SELECTION =>
******

When to use cosine simlarity over Euclidean similarity



In NLP, people tend to use cosine similarity to measure to document/text distance. I just want to hear out what do you think for the following two cases, cosine similarity or Euclidean?

The task is to compute context (left and right words of an expression) similarities of multi-word expressions (i.e., put up, rain cats and dogs). Mathematically, to calculate sim(context_1_mwe, context_2_mwe). The context_n_mwe feature vector is buit from word embeddings, assume the embedding dimension is 200.

Two ways to represent context_n_mwe:

  1. concatenate left and right 2 context words and then we have a new embedding vector of 200*4=800 dimensions. In other words, a feature vector of [lc1, lc2, rc1, rc2] where lc=left_context and rc=right_context.

  2. take mean of the sum of left and right 2 context words and then we get a vector of 200 dimensions. In other words, a feature vector of [mean(lc1+lc2+rc1+rc2)].

Personal speaking, I think Euclidean distance is a better fit for both cases. Cosine similarity is specialized in handling scale/length effects. For case 1, context length is fixed -- 4 words, there's no scale effects. In terms of case 2, the term frequency matters, a word appears once is different from a word appears twice, we cannot apply cosine.


Posted 2018-02-12T13:31:46.740

Reputation: 273



When to use cosine similarity over Euclidean similarity

Cosine similarity looks at the angle between two vectors, euclidian similarity at the distance between two points.

Let's say you are in an e-commerce setting and you want to compare users for product recommendations:

  • User 1 bought 1x eggs, 1x flour and 1x sugar.
  • User 2 bought 100x eggs, 100x flour and 100x sugar
  • User 3 bought 1x eggs, 1x Vodka and 1x Red Bull

By cosine similarity, user 1 and user 2 are more similar. By euclidean similarity, user 3 is more similar to user 1.

Questions in the text

I don't understand the first part.

Cosine similarity is specialized in handling scale/length effects. For case 1, context length is fixed -- 4 words, there's no scale effects. In terms of case 2, the term frequency matters, a word appears once is different from a word appears twice, we cannot apply cosine.

This goes in the right direction, but is not completely true. For example:

$$ \cos \left (\begin{pmatrix}1\\0\end{pmatrix}, \begin{pmatrix}2\\1\end{pmatrix} \right) = \cos \left (\begin{pmatrix}1\\0\end{pmatrix}, \begin{pmatrix}4\\2\end{pmatrix} \right) \neq \cos \left (\begin{pmatrix}1\\0\end{pmatrix}, \begin{pmatrix}5\\2\end{pmatrix} \right) $$

With cosine similarity, the following is true:

$$ \cos \left (\begin{pmatrix}a\\b\end{pmatrix}, \cdot \begin{pmatrix}c\\d\end{pmatrix} \right) = \cos \left (\begin{pmatrix}a\\b\end{pmatrix}, n \cdot \begin{pmatrix}c\\d\end{pmatrix} \right) \text{ with } n \in \mathbb{N} $$

So frequencies are only ignored, if all features are multiplied with the same constant.

******

RECORDS TO USE =>
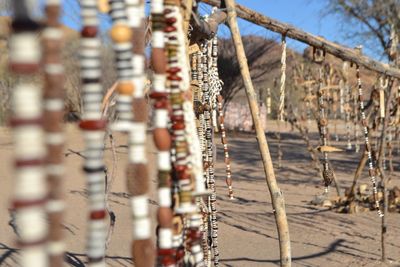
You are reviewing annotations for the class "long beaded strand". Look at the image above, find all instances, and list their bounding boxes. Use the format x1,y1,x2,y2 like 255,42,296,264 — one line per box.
10,1,48,267
218,95,233,199
318,67,333,193
202,40,219,266
43,0,65,267
192,50,211,266
356,65,383,217
126,0,155,267
150,0,175,266
79,0,107,267
109,0,134,132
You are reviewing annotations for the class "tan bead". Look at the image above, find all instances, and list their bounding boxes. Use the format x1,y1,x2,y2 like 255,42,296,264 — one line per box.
110,24,132,43
117,81,135,95
157,207,173,228
132,239,156,267
153,128,171,151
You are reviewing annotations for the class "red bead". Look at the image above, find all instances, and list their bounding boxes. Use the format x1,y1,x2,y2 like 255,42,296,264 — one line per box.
15,159,44,167
90,210,106,220
12,198,47,209
81,26,97,38
10,118,43,127
165,18,176,24
164,26,176,32
167,67,181,74
79,120,107,131
9,62,40,74
172,122,185,130
175,165,187,172
168,75,182,81
150,91,168,99
154,99,168,109
171,115,184,122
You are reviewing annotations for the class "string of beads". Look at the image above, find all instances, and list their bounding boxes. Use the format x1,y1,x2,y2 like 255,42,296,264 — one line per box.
356,66,383,217
79,0,107,267
9,1,48,267
42,0,65,267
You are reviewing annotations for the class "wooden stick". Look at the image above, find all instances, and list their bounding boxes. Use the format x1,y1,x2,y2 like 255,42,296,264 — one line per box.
348,149,368,202
225,0,292,266
378,78,396,262
201,0,400,78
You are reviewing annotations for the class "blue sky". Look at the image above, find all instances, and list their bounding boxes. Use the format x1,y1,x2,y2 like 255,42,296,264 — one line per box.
56,0,376,57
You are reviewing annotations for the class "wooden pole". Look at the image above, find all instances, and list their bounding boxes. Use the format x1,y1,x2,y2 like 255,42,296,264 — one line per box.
348,149,368,202
378,78,397,262
201,0,400,79
225,0,291,266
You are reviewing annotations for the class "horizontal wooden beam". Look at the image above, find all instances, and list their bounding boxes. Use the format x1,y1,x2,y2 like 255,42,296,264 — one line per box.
200,0,400,79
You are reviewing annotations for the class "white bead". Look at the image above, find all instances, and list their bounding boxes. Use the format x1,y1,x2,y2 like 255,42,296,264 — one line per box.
129,122,146,144
14,125,46,159
43,98,64,111
157,187,172,208
154,109,169,128
133,218,151,240
158,228,172,249
15,206,47,242
45,164,65,177
47,241,65,255
150,0,164,14
131,195,149,217
151,31,164,48
132,54,146,75
9,32,41,64
12,83,42,119
128,145,147,163
46,199,65,213
19,245,48,267
157,151,171,171
46,132,65,145
153,73,166,92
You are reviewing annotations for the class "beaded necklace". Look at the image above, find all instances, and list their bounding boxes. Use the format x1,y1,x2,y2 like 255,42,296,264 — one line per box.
318,67,333,193
109,0,134,132
9,1,48,267
150,0,175,266
356,65,383,217
126,0,155,267
79,0,107,266
42,0,64,267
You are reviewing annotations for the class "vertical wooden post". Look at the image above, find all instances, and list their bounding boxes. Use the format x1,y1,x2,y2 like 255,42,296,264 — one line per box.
225,0,291,266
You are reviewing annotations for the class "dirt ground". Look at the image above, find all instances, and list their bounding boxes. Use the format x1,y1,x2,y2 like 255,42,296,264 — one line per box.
0,122,400,267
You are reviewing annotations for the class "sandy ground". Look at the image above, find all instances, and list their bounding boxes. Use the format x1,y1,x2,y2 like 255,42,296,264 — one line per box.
0,122,400,267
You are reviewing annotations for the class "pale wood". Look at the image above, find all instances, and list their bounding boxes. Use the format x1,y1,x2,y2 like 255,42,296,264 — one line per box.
225,0,291,267
201,0,400,79
378,81,397,262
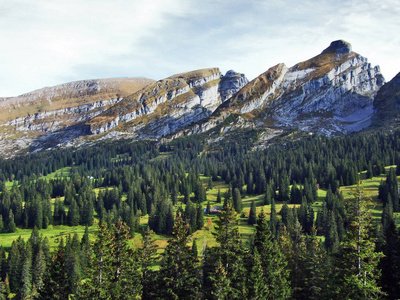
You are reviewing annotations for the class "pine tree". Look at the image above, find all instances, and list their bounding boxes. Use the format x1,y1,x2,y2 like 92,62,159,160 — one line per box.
158,215,199,299
39,239,72,300
339,185,383,299
247,248,269,299
205,203,246,299
79,222,142,299
196,204,204,230
192,239,199,259
7,209,17,233
303,227,332,300
216,189,222,203
379,220,400,299
18,243,32,299
139,227,157,299
232,188,243,214
253,212,291,299
209,257,231,300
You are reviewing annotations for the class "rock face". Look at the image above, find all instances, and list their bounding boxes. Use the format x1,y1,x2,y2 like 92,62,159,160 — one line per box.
0,40,400,155
87,68,248,138
225,41,384,135
218,70,249,103
0,78,154,156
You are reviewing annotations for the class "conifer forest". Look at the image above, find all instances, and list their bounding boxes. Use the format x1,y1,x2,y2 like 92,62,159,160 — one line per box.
0,130,400,300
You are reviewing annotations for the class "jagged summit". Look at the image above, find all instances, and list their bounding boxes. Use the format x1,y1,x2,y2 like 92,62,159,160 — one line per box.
0,40,400,156
322,40,351,54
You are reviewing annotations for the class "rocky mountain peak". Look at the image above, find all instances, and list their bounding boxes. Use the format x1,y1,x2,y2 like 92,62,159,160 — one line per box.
322,40,351,54
218,70,249,103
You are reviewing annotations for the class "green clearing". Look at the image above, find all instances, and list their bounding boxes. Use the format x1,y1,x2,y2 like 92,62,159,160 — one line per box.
0,166,400,253
0,224,98,248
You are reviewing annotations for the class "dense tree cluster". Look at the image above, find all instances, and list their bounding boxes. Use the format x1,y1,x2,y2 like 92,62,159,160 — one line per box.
0,130,400,299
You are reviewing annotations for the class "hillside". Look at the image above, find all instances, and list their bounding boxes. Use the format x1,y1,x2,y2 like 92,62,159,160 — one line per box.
0,40,398,157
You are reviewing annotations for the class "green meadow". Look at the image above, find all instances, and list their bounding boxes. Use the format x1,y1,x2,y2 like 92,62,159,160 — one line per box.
0,166,400,253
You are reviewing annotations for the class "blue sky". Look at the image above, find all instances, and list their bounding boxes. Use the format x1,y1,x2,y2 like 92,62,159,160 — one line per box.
0,0,400,97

******

TO-DO LIST =>
(A) According to the thread on cosine versus Euclidean similarity, which user is more similar to user 1 by Euclidean similarity?
(B) Report each line of the records that contains the word "blue", treating uppercase and lowercase letters as different.

COMPLETE ANSWERS =>
(A) User 3 is more similar to user 1 by Euclidean similarity.

(B)
You are reviewing annotations for the class "blue sky". Look at the image above, find all instances, and list their bounding boxes. Use the format x1,y1,x2,y2 like 255,42,296,264 — one line per box.
You are reviewing annotations for the class "blue sky". Look at the image above, find all instances, and list their bounding boxes. Use the format x1,y1,x2,y2 like 92,62,159,160 — one line per box.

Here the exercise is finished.